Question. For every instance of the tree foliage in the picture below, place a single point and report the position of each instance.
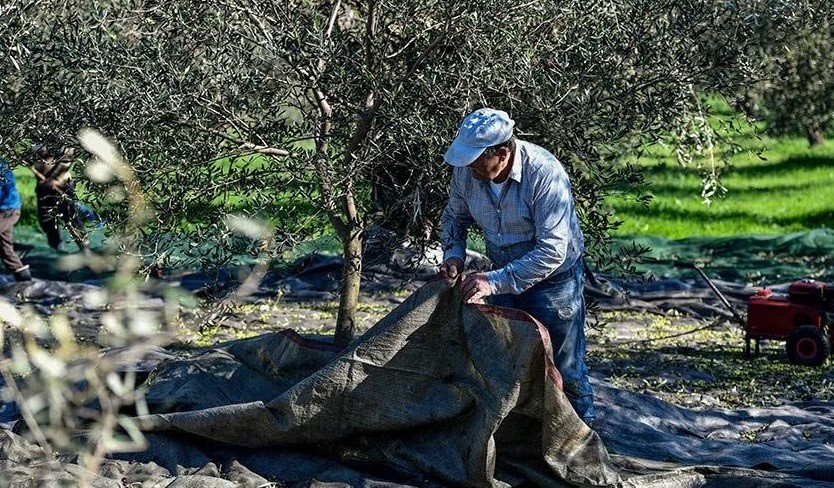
(333, 116)
(795, 91)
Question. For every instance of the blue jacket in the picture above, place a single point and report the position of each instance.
(9, 196)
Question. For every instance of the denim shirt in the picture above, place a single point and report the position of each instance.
(531, 229)
(9, 196)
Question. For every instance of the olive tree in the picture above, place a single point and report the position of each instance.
(302, 112)
(794, 91)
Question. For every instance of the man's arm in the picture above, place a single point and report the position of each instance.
(552, 207)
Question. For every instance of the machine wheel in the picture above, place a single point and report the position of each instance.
(808, 345)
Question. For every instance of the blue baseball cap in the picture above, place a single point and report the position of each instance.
(479, 130)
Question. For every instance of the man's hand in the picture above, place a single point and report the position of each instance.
(451, 268)
(475, 287)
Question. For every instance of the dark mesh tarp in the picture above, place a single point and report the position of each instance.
(436, 392)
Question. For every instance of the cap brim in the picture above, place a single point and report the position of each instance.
(461, 155)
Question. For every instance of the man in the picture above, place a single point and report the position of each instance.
(55, 191)
(520, 196)
(9, 215)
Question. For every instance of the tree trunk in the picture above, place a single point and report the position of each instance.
(351, 275)
(815, 136)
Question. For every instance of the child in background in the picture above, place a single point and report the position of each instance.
(55, 193)
(9, 215)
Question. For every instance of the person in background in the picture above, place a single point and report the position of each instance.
(9, 215)
(55, 192)
(520, 196)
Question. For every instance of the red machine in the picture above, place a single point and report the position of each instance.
(804, 318)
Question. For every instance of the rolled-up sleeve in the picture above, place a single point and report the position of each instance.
(455, 221)
(552, 207)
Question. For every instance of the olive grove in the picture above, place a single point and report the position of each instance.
(329, 117)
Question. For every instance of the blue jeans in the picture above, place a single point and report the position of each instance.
(559, 303)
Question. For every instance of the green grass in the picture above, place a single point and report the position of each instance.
(791, 190)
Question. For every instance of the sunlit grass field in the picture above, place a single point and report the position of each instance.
(789, 188)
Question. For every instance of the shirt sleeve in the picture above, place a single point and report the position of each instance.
(455, 221)
(552, 207)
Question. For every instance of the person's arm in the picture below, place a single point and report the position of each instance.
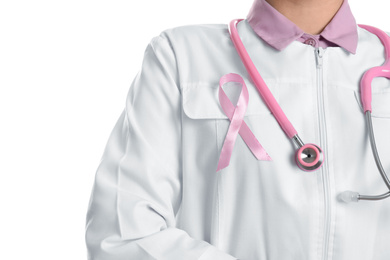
(137, 190)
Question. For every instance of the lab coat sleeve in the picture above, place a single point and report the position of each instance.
(137, 190)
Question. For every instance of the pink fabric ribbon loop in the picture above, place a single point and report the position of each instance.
(237, 124)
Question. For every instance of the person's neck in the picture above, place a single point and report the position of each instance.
(311, 16)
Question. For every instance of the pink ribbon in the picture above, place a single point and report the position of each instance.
(237, 124)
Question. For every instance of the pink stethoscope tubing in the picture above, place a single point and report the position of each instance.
(309, 157)
(314, 152)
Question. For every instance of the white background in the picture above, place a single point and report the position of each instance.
(65, 70)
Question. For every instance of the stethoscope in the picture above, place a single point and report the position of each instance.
(310, 157)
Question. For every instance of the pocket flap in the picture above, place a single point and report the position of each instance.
(200, 99)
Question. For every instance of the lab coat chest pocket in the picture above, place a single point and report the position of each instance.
(205, 124)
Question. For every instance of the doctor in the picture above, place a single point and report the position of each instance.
(158, 193)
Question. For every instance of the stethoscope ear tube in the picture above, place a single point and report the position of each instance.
(350, 196)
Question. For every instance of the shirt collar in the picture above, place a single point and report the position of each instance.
(278, 31)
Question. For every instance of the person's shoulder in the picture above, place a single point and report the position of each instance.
(193, 33)
(367, 35)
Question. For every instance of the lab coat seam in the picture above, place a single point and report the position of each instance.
(155, 43)
(170, 39)
(146, 251)
(118, 176)
(218, 191)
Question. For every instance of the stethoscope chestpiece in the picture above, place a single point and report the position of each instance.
(309, 157)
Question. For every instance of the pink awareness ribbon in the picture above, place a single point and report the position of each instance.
(237, 124)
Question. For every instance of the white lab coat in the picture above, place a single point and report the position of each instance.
(157, 194)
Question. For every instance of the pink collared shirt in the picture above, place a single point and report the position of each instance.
(278, 31)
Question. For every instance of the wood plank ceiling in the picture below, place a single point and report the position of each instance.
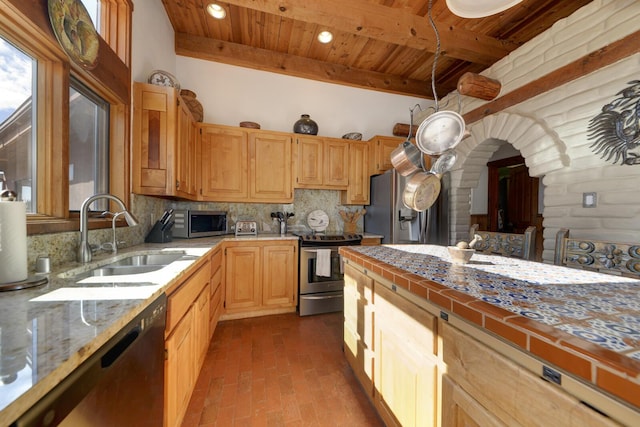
(385, 45)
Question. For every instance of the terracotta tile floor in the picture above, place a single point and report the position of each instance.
(282, 370)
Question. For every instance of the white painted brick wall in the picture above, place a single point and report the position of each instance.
(550, 130)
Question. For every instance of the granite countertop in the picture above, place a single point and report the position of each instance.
(586, 323)
(48, 331)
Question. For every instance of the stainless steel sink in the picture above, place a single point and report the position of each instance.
(147, 260)
(114, 270)
(134, 264)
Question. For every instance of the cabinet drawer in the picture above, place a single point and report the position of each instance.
(180, 300)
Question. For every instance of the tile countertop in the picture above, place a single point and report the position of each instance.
(48, 331)
(586, 323)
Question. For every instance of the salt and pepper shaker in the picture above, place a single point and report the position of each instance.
(43, 264)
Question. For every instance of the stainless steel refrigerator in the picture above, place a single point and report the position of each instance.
(387, 215)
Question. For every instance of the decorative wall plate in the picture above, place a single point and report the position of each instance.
(163, 78)
(318, 220)
(75, 31)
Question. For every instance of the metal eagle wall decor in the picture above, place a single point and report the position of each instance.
(616, 130)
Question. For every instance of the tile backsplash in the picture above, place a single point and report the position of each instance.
(62, 247)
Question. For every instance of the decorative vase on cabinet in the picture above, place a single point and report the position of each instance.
(305, 125)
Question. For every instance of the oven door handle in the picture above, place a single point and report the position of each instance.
(313, 252)
(321, 297)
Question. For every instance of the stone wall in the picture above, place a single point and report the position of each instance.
(550, 130)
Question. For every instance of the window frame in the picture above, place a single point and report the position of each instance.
(26, 25)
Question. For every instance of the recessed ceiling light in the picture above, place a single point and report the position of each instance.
(479, 9)
(325, 37)
(216, 11)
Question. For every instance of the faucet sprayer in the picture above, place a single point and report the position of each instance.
(84, 251)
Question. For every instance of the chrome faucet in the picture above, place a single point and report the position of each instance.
(84, 251)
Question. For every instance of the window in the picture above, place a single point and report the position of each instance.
(88, 146)
(17, 122)
(45, 118)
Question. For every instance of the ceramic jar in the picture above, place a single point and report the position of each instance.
(194, 106)
(305, 125)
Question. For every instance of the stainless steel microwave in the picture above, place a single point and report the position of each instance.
(196, 223)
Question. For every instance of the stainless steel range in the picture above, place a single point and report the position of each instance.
(321, 275)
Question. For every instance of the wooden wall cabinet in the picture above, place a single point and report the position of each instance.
(224, 153)
(357, 192)
(406, 364)
(260, 278)
(186, 340)
(241, 165)
(163, 147)
(382, 147)
(321, 163)
(270, 175)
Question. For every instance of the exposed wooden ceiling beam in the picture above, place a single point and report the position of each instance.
(583, 66)
(388, 24)
(266, 60)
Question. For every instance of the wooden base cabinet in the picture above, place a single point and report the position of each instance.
(217, 290)
(448, 373)
(358, 326)
(406, 365)
(186, 341)
(260, 278)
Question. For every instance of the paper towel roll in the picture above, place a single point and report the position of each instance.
(13, 242)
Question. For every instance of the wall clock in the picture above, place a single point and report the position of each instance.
(162, 78)
(75, 32)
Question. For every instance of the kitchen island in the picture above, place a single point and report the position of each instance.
(45, 330)
(498, 340)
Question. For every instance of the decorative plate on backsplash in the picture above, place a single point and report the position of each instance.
(318, 220)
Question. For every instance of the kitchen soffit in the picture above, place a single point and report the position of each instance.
(384, 45)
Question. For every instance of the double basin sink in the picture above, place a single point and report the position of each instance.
(136, 264)
(133, 264)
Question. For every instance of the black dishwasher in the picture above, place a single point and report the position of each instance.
(120, 385)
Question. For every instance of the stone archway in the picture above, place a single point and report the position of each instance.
(541, 148)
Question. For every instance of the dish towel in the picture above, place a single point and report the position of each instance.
(323, 262)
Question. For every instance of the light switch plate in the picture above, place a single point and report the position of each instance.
(589, 200)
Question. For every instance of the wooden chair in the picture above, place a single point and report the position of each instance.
(507, 244)
(606, 257)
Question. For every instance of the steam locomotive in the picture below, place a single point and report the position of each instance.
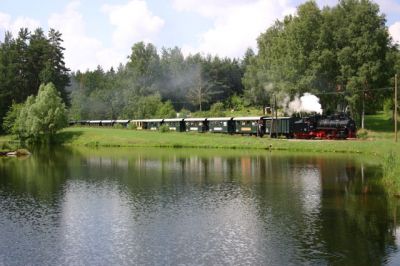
(339, 126)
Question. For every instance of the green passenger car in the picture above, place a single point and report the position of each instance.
(281, 126)
(152, 124)
(175, 124)
(196, 124)
(251, 125)
(221, 125)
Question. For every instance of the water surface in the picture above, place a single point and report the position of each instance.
(193, 207)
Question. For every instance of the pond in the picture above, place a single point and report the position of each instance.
(83, 206)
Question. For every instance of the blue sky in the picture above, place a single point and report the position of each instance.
(102, 32)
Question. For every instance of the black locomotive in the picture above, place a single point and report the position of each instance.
(338, 126)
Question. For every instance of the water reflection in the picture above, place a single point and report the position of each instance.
(156, 207)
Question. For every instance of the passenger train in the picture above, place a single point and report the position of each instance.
(339, 126)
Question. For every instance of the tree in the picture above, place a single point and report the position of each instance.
(42, 116)
(166, 110)
(28, 61)
(200, 91)
(341, 53)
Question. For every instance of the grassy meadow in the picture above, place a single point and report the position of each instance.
(377, 143)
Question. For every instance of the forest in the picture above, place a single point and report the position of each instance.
(343, 54)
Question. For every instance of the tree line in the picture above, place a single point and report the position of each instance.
(153, 84)
(343, 54)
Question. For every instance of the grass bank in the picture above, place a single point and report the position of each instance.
(378, 141)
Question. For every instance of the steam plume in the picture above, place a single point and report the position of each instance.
(307, 103)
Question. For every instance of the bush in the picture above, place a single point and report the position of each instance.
(118, 126)
(40, 117)
(217, 109)
(362, 133)
(164, 128)
(388, 107)
(132, 126)
(391, 173)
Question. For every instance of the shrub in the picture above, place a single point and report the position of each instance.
(362, 133)
(40, 117)
(164, 128)
(391, 173)
(132, 126)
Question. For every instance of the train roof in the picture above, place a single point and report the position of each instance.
(280, 117)
(173, 120)
(152, 120)
(248, 118)
(219, 118)
(195, 119)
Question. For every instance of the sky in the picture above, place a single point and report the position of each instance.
(102, 32)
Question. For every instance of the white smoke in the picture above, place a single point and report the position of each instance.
(308, 103)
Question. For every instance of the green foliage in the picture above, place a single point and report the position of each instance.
(166, 110)
(132, 126)
(391, 173)
(9, 124)
(184, 113)
(388, 107)
(42, 116)
(362, 133)
(236, 103)
(118, 126)
(217, 109)
(163, 128)
(340, 49)
(27, 61)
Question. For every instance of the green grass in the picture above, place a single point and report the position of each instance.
(378, 142)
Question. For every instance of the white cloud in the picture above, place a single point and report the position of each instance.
(388, 6)
(8, 24)
(133, 22)
(237, 23)
(81, 51)
(394, 31)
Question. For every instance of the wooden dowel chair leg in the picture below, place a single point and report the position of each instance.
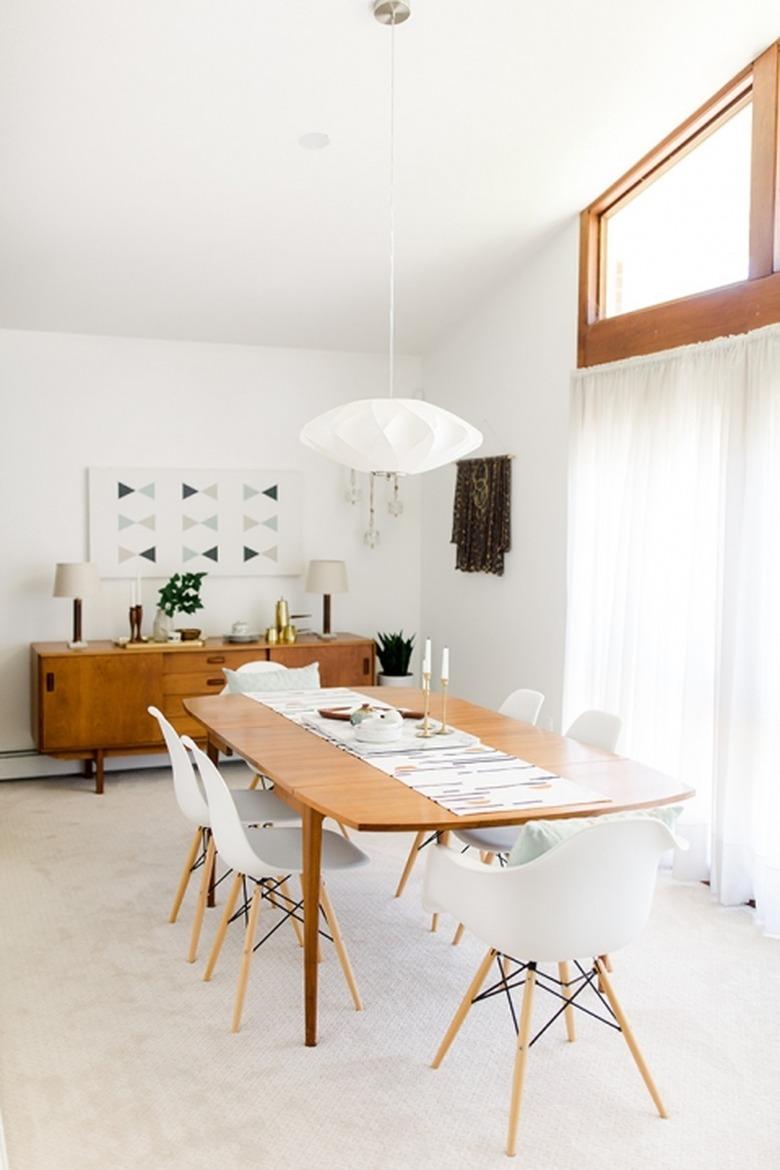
(409, 862)
(340, 949)
(520, 1060)
(202, 894)
(246, 961)
(290, 902)
(186, 873)
(639, 1059)
(463, 1009)
(229, 906)
(568, 1014)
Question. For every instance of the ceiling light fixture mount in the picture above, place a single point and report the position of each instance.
(392, 12)
(391, 435)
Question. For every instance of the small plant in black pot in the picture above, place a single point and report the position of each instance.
(394, 653)
(180, 594)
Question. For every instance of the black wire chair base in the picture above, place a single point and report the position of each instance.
(553, 986)
(270, 889)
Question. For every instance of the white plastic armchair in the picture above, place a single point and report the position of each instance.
(599, 729)
(523, 704)
(587, 896)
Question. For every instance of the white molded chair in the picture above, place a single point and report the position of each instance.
(262, 666)
(261, 855)
(599, 729)
(523, 704)
(254, 809)
(587, 896)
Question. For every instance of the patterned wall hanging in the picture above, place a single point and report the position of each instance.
(482, 514)
(153, 523)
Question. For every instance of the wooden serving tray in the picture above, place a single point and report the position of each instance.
(344, 713)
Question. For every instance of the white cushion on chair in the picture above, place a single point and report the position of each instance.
(540, 835)
(305, 678)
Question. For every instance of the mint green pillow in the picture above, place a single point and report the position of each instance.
(242, 682)
(540, 835)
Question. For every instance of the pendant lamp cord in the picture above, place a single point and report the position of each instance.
(392, 215)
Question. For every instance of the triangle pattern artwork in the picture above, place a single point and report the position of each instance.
(130, 553)
(244, 522)
(123, 489)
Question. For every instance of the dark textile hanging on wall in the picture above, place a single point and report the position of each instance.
(482, 514)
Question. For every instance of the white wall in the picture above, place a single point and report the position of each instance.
(73, 401)
(506, 370)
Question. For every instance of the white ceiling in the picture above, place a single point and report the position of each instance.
(152, 184)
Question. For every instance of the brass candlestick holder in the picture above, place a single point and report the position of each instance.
(136, 618)
(443, 729)
(426, 730)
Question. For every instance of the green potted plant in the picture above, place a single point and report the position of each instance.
(394, 653)
(179, 594)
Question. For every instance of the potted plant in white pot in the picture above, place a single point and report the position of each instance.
(394, 653)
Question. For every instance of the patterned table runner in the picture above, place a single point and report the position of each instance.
(457, 771)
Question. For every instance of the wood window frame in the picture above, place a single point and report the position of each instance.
(730, 309)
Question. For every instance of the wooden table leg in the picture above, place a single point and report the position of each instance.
(213, 754)
(99, 772)
(312, 853)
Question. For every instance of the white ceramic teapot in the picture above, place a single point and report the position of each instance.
(380, 727)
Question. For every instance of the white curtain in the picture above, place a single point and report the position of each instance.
(674, 589)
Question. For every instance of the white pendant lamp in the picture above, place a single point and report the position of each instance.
(391, 435)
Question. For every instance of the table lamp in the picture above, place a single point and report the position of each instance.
(76, 580)
(326, 577)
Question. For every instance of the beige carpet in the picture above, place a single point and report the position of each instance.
(115, 1054)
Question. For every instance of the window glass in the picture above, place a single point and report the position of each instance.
(688, 231)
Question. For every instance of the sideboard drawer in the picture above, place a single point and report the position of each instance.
(199, 661)
(194, 682)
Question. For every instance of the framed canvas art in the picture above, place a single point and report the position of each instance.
(152, 523)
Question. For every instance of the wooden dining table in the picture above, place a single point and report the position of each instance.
(321, 779)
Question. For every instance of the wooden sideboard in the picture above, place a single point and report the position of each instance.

━━━━━━━━━━━━━━━━━━━━

> Given instruction: Your task is to return, exactly and on their own, the lines from the one containing "Question. For every instance of the table" through the last line of the listing.

> Task answer:
Question. For every instance of the table lamp in the picture above, place a single point and report the position of each instance.
(76, 580)
(326, 577)
Question. For every instance of the beige carpet in the picture above, place a single point and report the position of each instance.
(115, 1054)
Question. For every instance of the window glass in the picture above, place a single point and report the position of each instance.
(688, 231)
Question. For every instance of the sideboard drawer in the picture above, place a single point and report the position of each instance.
(199, 661)
(194, 682)
Question. For every instance of the framed canvas art in the picture above, place a single point and report the position of each instance.
(152, 523)
Question. For every instance of the wooden dining table in the picture above, place a single point and report the position of each instance.
(321, 779)
Question. For every instance of the wooden sideboard in the picture above, place a single point and report the position of each instance.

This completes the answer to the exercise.